**Exercise:** Pick out each line in the rows below that contains the string "roof", and copy those lines.

**Stored data:**
§ §
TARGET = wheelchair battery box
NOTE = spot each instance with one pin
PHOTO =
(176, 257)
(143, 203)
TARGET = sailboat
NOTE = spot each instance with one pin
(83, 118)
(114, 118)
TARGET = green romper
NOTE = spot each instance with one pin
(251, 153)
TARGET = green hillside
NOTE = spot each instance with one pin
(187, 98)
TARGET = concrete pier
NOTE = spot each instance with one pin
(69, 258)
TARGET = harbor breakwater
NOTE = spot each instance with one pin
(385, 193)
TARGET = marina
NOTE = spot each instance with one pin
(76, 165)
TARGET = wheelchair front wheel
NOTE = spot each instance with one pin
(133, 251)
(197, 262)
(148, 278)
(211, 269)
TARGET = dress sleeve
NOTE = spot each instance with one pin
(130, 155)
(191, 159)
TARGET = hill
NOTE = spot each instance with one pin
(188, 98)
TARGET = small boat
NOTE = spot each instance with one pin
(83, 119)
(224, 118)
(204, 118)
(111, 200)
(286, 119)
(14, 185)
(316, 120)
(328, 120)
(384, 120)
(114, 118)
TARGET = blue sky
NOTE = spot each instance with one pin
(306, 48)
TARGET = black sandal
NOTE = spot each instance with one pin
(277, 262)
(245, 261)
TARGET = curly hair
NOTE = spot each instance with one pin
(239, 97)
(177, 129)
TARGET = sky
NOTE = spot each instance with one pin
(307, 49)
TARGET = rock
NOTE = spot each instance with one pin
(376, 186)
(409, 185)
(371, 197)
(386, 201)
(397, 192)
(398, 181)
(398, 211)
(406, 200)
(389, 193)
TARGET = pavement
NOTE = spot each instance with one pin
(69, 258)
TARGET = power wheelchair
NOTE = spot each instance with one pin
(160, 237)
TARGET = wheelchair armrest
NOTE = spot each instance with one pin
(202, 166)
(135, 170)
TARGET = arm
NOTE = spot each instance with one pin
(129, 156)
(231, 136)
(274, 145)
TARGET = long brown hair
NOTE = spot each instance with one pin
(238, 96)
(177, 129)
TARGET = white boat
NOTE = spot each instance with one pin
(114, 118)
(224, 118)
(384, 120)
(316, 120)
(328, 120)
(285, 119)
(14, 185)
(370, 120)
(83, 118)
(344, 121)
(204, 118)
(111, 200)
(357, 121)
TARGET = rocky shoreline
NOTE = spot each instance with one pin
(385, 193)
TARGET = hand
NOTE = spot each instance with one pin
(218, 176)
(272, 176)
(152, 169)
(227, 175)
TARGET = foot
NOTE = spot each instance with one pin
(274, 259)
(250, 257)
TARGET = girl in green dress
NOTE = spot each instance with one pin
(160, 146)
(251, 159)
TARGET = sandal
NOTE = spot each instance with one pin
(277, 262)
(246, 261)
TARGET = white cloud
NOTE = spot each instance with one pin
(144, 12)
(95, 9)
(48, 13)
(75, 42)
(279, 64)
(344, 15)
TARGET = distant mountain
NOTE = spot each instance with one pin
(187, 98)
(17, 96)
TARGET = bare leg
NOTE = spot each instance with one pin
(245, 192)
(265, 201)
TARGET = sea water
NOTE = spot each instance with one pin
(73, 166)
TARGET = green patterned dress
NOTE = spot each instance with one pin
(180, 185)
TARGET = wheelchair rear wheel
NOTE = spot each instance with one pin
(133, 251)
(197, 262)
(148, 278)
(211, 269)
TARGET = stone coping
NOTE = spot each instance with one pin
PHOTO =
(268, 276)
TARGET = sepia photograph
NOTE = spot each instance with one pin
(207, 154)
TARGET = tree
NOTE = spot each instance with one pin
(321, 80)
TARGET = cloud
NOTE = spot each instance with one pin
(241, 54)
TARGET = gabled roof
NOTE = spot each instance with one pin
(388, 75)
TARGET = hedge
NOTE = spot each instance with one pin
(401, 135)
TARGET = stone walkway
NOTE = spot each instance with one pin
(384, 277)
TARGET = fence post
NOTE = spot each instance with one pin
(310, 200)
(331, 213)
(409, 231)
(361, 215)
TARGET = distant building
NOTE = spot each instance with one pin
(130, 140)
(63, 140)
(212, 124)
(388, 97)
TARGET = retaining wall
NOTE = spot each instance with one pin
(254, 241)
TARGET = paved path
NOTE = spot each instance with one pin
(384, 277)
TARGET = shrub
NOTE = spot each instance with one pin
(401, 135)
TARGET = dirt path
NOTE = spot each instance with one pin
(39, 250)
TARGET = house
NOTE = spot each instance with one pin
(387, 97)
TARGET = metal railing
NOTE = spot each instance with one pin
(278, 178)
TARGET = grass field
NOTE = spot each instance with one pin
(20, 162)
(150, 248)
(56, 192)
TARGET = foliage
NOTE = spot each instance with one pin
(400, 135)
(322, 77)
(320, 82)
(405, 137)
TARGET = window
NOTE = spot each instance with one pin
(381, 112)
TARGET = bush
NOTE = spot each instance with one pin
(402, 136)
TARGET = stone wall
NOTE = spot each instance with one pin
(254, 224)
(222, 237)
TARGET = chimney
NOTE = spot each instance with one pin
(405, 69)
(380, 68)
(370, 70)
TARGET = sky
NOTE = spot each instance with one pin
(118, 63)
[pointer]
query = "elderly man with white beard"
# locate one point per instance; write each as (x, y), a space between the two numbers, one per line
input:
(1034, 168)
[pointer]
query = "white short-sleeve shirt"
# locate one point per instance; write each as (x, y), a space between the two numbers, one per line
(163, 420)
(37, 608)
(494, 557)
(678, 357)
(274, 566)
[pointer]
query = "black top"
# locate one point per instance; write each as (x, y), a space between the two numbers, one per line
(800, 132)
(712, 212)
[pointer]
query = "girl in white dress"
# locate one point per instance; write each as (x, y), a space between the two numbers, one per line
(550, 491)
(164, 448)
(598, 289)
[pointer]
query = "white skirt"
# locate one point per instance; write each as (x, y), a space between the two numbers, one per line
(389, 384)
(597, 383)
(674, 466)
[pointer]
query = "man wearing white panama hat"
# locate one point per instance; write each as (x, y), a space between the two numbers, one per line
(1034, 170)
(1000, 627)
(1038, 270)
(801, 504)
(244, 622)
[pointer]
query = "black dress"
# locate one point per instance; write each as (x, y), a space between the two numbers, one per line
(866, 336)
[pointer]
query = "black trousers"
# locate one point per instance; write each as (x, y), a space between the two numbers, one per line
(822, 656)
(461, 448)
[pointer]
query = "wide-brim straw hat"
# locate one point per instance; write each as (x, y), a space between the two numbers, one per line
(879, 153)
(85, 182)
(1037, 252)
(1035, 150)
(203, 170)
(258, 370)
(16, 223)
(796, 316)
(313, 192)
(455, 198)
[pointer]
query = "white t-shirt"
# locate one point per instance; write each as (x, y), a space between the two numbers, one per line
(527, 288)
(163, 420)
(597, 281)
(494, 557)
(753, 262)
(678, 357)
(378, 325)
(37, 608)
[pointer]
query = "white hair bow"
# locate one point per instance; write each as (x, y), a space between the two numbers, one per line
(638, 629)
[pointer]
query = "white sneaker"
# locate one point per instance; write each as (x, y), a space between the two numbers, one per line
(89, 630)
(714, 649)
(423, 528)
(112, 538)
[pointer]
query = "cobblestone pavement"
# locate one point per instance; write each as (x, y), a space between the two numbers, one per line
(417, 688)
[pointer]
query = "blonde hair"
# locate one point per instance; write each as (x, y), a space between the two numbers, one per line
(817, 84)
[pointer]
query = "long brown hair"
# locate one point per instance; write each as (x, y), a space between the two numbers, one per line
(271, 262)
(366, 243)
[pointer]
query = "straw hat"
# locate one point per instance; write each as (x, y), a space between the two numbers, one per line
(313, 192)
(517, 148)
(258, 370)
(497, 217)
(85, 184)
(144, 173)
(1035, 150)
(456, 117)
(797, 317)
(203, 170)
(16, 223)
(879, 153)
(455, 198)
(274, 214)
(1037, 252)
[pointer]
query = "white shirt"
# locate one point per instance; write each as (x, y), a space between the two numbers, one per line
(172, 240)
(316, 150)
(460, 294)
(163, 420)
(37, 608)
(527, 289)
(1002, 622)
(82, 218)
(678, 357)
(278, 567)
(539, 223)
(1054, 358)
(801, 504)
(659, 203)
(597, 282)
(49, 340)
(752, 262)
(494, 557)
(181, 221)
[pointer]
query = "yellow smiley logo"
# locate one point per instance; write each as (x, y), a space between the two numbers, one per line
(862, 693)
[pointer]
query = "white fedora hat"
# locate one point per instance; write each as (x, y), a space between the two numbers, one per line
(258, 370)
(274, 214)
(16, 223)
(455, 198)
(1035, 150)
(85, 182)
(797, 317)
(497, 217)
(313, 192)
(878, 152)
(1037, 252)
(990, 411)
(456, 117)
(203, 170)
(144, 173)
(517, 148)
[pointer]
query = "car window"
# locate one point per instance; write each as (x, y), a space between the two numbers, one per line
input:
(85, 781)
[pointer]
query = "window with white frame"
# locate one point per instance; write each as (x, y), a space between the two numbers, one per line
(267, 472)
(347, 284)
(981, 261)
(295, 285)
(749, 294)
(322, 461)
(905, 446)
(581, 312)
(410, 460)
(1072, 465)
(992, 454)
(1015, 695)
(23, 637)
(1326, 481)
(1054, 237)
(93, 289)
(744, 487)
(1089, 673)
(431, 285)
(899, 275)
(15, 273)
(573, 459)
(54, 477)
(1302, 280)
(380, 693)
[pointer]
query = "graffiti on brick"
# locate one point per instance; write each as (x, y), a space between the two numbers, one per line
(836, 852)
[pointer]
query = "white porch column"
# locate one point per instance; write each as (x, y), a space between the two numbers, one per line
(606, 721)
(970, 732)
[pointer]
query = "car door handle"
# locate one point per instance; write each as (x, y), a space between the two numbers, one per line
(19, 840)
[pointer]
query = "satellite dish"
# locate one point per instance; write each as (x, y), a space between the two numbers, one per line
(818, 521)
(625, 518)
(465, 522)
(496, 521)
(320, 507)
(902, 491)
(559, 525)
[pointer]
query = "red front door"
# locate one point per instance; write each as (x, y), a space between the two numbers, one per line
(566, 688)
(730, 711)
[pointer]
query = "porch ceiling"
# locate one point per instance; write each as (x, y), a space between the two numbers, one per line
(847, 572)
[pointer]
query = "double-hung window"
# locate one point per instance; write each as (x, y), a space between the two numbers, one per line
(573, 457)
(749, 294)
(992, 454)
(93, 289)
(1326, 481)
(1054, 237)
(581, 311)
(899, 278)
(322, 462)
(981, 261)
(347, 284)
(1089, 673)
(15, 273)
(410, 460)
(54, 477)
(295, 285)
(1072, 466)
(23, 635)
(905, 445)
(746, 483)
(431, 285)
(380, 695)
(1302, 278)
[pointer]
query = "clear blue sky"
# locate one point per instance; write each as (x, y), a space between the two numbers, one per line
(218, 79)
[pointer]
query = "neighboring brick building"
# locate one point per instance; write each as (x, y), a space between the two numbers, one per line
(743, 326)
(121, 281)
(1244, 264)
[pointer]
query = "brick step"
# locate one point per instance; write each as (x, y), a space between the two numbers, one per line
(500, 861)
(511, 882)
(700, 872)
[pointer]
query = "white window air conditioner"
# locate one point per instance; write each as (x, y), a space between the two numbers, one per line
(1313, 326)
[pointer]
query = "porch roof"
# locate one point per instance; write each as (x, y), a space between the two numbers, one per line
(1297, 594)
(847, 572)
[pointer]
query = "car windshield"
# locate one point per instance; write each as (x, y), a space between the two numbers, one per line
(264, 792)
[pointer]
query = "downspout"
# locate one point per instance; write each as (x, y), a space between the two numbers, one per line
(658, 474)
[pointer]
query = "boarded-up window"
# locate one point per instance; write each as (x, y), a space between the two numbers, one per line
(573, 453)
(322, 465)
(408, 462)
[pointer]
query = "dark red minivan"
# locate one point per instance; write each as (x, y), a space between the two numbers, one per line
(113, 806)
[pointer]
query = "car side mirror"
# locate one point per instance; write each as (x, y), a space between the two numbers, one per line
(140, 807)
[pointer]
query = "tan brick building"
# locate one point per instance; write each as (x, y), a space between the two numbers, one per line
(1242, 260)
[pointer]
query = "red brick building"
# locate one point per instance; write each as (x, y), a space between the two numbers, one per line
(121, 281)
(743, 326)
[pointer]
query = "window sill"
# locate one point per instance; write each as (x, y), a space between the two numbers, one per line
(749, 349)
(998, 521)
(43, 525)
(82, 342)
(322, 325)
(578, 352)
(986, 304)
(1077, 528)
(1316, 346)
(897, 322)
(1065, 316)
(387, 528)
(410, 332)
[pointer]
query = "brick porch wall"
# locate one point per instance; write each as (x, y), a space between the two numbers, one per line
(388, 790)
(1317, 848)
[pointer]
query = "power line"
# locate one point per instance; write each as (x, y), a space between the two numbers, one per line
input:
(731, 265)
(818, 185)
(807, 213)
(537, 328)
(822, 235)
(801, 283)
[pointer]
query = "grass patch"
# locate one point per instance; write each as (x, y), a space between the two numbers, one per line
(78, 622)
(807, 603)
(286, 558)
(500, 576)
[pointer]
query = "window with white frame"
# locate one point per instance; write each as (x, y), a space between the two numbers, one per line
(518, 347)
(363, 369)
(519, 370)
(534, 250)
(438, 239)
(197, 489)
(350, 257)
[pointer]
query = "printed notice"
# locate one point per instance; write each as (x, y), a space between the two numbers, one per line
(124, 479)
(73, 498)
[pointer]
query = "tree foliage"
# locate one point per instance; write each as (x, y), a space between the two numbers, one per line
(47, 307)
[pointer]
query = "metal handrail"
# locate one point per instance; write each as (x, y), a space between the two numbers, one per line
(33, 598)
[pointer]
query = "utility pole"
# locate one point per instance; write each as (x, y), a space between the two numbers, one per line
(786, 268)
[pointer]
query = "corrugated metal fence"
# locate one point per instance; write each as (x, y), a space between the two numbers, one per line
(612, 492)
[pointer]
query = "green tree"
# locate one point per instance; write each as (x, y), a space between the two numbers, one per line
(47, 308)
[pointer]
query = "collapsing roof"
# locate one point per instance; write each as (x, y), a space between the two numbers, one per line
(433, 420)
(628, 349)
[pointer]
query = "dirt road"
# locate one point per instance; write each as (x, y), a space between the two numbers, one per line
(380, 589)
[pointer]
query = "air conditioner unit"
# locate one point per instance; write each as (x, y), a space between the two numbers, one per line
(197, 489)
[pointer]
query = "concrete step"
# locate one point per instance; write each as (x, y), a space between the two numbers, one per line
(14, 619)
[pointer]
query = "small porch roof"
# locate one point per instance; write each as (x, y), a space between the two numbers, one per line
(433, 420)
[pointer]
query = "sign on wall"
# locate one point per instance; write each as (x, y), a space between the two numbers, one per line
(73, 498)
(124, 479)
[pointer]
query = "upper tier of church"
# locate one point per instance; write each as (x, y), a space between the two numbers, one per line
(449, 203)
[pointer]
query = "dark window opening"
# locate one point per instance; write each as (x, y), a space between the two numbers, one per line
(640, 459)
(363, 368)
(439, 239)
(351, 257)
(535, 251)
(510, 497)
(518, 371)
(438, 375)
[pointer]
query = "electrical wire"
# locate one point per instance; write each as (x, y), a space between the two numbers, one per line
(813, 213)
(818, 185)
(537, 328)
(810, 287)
§ §
**Solution for this problem:**
TARGET = gabled roof
query = "porch roof"
query = "collapsing roof"
query = "small porch roof"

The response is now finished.